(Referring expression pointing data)
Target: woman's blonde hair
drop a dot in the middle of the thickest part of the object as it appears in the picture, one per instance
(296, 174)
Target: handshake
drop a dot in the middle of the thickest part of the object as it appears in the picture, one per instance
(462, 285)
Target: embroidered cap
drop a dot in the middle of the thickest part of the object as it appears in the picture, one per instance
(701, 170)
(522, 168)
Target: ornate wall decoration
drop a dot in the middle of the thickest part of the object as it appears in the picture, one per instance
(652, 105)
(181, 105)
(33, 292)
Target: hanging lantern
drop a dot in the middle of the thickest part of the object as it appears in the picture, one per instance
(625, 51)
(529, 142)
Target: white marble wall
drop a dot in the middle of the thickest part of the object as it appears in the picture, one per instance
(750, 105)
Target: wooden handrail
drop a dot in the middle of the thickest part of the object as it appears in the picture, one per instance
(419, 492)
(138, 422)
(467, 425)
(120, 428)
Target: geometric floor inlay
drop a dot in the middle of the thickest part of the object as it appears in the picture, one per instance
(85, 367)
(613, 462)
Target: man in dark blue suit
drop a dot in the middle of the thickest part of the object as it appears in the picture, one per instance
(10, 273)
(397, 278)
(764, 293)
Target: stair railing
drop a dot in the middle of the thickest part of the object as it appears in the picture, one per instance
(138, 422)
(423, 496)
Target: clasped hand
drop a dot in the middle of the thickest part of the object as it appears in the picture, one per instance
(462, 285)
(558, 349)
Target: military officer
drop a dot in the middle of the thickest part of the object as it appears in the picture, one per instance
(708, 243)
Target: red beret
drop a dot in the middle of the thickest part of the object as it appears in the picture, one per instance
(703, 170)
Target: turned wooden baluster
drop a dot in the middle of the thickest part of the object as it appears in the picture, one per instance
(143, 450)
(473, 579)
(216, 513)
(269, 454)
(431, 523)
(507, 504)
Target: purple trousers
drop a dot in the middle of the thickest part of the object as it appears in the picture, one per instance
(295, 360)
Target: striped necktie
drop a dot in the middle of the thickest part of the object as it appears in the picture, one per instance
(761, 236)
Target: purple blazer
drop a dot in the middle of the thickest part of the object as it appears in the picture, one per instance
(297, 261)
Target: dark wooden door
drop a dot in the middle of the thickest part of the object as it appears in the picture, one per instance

**Problem to solve:** Please return, exactly as written, the line containing "Target: man in dark blue suit" and every line after it through the end of the records above, and nothing else.

**Result of the task:**
Target: man in dark blue suit
drop a dot in the middle of the thickest part of the object as it appears in the picture, one per instance
(10, 273)
(397, 278)
(764, 293)
Target: stair railing
drop a dot in the middle of the thickest part of the object as it appears in the picture, one per instance
(138, 422)
(423, 496)
Target: clasped hand
drop a dot in the middle of the thickest part of the object as it appears in the picture, one per instance
(462, 285)
(558, 349)
Target: military officer
drop a dot in the middle of the thickest part of the object as it appears in the picture, one per instance
(708, 243)
Target: red beret
drop a dot in the middle of the thickest part of the object as it appears in the picture, one per instance
(703, 170)
Target: turned wooden baluster
drop a dot in the middle of the thickest part of the object as it appears in the picture, one per instance
(143, 450)
(473, 579)
(216, 513)
(269, 454)
(431, 523)
(507, 504)
Target: purple trousers
drop a dot in the middle of the thickest part of the object as it appears in the picture, one per instance
(295, 360)
Target: striped necktie
drop a dot in the middle of the thickest part of the object as it appears in the picture, one per instance
(761, 236)
Target: purple blazer
drop a dot in the middle of the thickest part of the object as it appears in the picture, one per instance
(297, 261)
Target: dark wooden door
drop a dot in the middle of the thickest part of the object as it appears in the picture, one per instance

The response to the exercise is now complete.